WHAT TO WORK ON: Reproduce the records below verbatim, from the line with "the white baseboard" up to and including the line with "(106, 1145)". Leave the pictures out of your copy.

RECORD EXTRACTS:
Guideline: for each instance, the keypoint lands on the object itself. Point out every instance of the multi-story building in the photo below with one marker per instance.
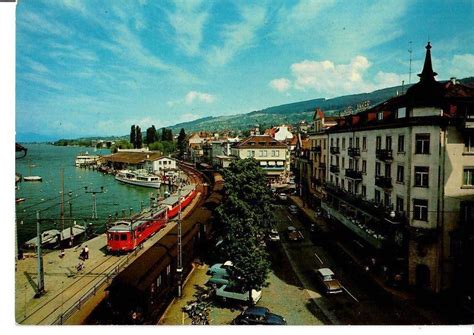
(401, 179)
(319, 150)
(270, 153)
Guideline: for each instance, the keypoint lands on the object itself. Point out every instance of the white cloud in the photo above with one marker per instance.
(330, 79)
(238, 36)
(198, 96)
(188, 21)
(280, 84)
(191, 97)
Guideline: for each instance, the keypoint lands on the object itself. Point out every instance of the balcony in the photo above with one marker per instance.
(316, 149)
(383, 182)
(384, 155)
(353, 152)
(334, 169)
(334, 150)
(354, 174)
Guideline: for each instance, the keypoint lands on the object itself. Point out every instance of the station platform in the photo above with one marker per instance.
(70, 295)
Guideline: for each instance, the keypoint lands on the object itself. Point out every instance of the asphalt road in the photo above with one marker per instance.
(360, 303)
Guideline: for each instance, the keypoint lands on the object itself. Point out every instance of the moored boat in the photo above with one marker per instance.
(139, 178)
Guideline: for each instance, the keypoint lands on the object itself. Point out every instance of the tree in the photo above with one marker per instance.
(245, 218)
(151, 135)
(181, 143)
(133, 135)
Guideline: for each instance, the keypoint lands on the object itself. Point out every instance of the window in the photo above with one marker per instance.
(158, 281)
(386, 199)
(421, 176)
(422, 144)
(388, 170)
(469, 143)
(399, 205)
(468, 179)
(377, 196)
(378, 142)
(420, 209)
(400, 173)
(401, 112)
(377, 169)
(401, 143)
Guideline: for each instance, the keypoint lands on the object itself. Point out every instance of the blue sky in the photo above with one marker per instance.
(97, 67)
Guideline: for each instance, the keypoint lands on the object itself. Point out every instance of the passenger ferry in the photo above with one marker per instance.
(84, 159)
(125, 235)
(139, 178)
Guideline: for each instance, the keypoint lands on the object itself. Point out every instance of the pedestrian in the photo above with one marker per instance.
(86, 252)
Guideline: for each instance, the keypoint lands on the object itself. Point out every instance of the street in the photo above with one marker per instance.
(360, 303)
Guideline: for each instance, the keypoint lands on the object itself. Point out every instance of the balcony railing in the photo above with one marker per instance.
(384, 154)
(353, 152)
(354, 174)
(334, 150)
(383, 182)
(316, 149)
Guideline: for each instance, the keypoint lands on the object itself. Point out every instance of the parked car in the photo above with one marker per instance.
(227, 292)
(258, 316)
(273, 236)
(293, 209)
(282, 196)
(220, 269)
(327, 280)
(294, 234)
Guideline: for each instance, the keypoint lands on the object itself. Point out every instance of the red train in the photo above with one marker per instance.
(125, 236)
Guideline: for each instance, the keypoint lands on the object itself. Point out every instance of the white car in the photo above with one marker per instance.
(227, 292)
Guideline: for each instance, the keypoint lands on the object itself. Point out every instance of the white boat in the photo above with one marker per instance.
(84, 159)
(32, 178)
(139, 178)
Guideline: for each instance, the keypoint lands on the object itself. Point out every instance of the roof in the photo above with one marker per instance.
(260, 141)
(133, 157)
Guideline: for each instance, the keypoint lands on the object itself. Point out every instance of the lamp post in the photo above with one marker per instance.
(179, 267)
(40, 285)
(94, 201)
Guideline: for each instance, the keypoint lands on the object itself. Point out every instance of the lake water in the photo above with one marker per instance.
(48, 161)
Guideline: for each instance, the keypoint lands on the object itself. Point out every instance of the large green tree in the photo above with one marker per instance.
(245, 217)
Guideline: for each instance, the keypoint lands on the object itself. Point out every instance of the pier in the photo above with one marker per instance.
(71, 294)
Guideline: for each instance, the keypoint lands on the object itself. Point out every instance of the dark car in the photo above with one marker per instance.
(258, 316)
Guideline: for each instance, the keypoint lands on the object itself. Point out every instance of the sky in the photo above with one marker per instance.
(94, 68)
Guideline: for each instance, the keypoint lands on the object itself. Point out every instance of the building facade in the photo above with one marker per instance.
(401, 179)
(270, 153)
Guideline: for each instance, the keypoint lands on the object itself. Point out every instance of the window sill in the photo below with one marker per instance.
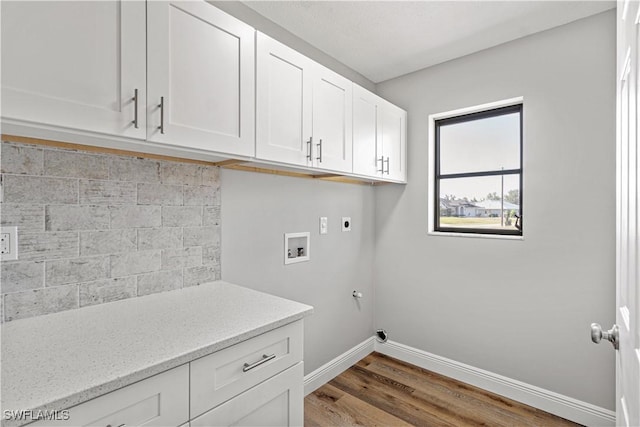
(475, 235)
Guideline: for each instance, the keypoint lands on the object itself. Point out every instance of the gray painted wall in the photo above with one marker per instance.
(258, 209)
(517, 308)
(262, 24)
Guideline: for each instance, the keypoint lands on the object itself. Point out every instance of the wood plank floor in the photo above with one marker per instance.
(382, 391)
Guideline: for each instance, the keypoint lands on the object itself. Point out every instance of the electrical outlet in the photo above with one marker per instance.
(324, 226)
(8, 243)
(5, 241)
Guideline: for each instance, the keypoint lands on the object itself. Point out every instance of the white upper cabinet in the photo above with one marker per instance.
(379, 137)
(367, 141)
(77, 65)
(393, 121)
(283, 103)
(332, 121)
(201, 78)
(303, 110)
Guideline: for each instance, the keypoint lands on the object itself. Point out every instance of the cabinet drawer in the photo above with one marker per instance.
(162, 400)
(275, 402)
(222, 375)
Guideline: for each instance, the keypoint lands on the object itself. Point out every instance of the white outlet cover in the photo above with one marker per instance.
(324, 225)
(12, 243)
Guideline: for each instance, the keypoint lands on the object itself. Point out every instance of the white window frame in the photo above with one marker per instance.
(432, 166)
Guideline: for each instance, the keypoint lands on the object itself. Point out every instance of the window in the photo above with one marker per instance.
(478, 172)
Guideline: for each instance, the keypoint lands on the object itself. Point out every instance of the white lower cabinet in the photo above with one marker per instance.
(257, 382)
(162, 400)
(275, 402)
(219, 376)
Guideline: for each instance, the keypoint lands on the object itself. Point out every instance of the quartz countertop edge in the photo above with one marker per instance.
(129, 341)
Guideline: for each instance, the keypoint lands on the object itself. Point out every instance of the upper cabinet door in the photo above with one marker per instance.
(367, 141)
(393, 122)
(77, 65)
(283, 103)
(332, 121)
(201, 78)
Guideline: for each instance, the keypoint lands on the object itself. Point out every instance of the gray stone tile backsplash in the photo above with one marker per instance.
(95, 228)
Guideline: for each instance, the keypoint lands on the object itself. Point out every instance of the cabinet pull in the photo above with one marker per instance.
(309, 148)
(161, 106)
(319, 158)
(135, 108)
(265, 359)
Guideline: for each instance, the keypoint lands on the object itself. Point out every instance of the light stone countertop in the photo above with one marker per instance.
(63, 359)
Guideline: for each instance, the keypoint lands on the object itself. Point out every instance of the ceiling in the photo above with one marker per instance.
(386, 39)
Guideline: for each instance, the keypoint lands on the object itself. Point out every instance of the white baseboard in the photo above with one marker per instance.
(554, 403)
(335, 367)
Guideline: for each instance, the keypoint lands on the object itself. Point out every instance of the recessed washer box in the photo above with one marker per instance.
(296, 247)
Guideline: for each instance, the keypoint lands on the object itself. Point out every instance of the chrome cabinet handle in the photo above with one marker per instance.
(309, 148)
(135, 108)
(265, 359)
(319, 158)
(161, 106)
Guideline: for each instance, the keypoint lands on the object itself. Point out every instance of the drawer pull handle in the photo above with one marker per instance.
(265, 359)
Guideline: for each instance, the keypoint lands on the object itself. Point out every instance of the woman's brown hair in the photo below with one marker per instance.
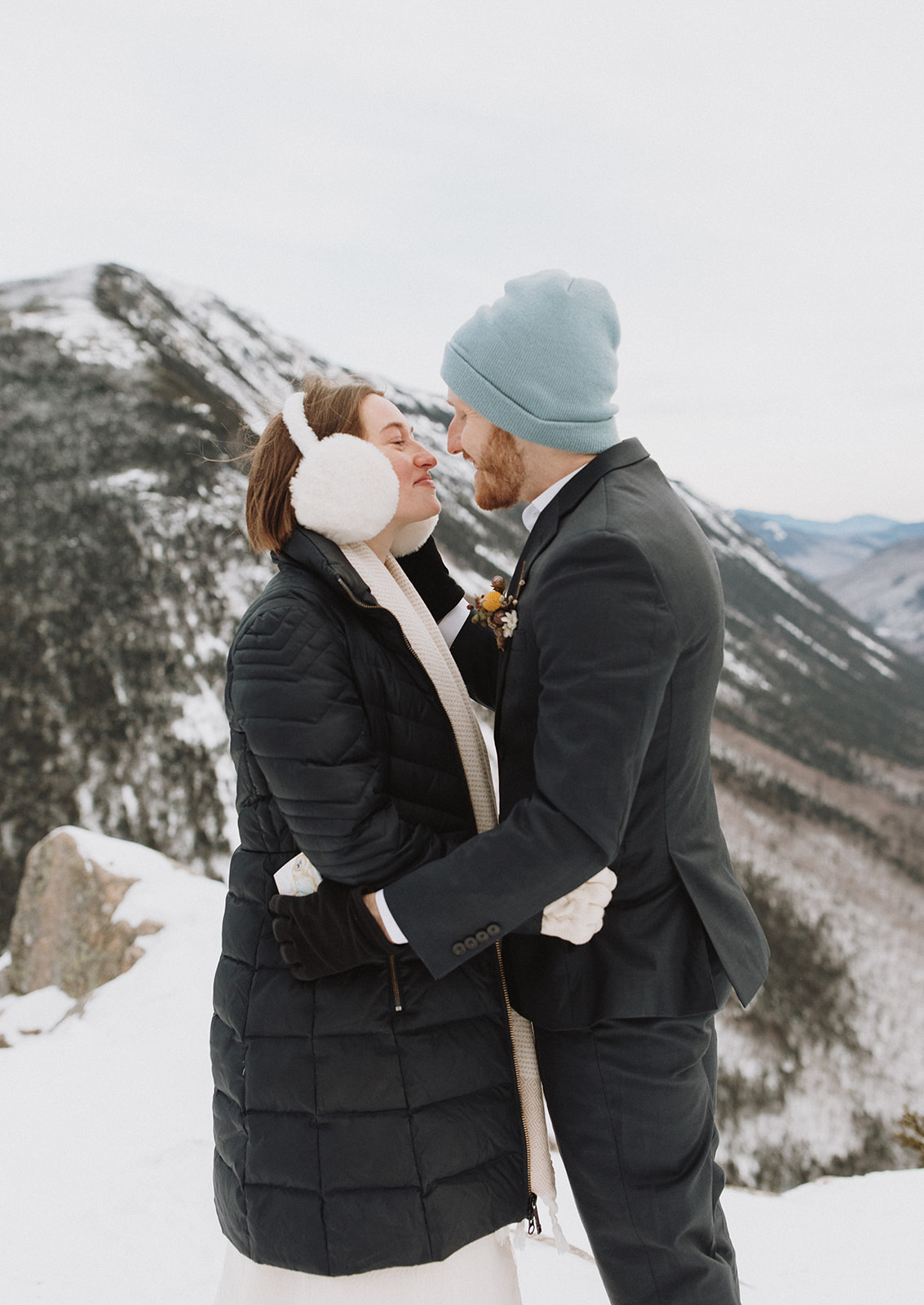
(329, 406)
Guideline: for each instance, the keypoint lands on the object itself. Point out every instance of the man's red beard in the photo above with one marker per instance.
(500, 473)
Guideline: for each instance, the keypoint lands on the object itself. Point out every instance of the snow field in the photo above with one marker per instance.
(106, 1145)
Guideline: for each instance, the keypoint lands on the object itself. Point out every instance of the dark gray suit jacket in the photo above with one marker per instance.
(604, 700)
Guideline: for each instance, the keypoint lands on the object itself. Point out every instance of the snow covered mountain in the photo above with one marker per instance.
(886, 591)
(124, 571)
(824, 548)
(106, 1192)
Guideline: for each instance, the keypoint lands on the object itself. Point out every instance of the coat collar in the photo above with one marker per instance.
(317, 554)
(623, 454)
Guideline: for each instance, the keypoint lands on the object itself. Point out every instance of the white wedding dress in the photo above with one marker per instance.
(484, 1272)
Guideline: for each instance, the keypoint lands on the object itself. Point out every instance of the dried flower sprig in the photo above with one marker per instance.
(496, 610)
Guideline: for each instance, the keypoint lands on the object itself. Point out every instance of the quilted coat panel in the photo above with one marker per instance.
(350, 1135)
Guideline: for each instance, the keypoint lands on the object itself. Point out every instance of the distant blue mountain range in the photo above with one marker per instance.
(824, 548)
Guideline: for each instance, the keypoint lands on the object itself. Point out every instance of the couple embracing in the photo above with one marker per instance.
(378, 1119)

FINAL ANSWER:
Guideline: for each instance, the keypoint lands on the object itself. Point out every instance of the white baseboard in the photo above with one marker per instance.
(554, 403)
(335, 367)
Guideline: for each instance, the keypoint lands on the object itself. Point out every instance of the recessed washer box in the photo above with one marker per instance.
(296, 247)
Guideline: for each instance, the keypoint lands on the object itself. Point out every instance of the chrome cabinet handle in the photo above with one marker per instance.
(309, 148)
(135, 108)
(265, 359)
(319, 158)
(161, 106)
Guideline: for each instance, the keypoint lands on the object itself. Point out every instance of the drawer pull handle in the photo above with one marker per instance.
(265, 359)
Guideline: for each instance, the keypoint lands on the object itself. Point out every instance of the woman's brown hair in the photo below with one marker per instance.
(329, 406)
Guideline: for each instance, the keypoint lands on the object itself. Point out every instance of the man's red beard in the photo above with one marker per instance.
(500, 473)
Guideline: for each instance, the keypoint lands on the object itself. Point out every instance of the snow field in the photo above with one marker per instance.
(106, 1145)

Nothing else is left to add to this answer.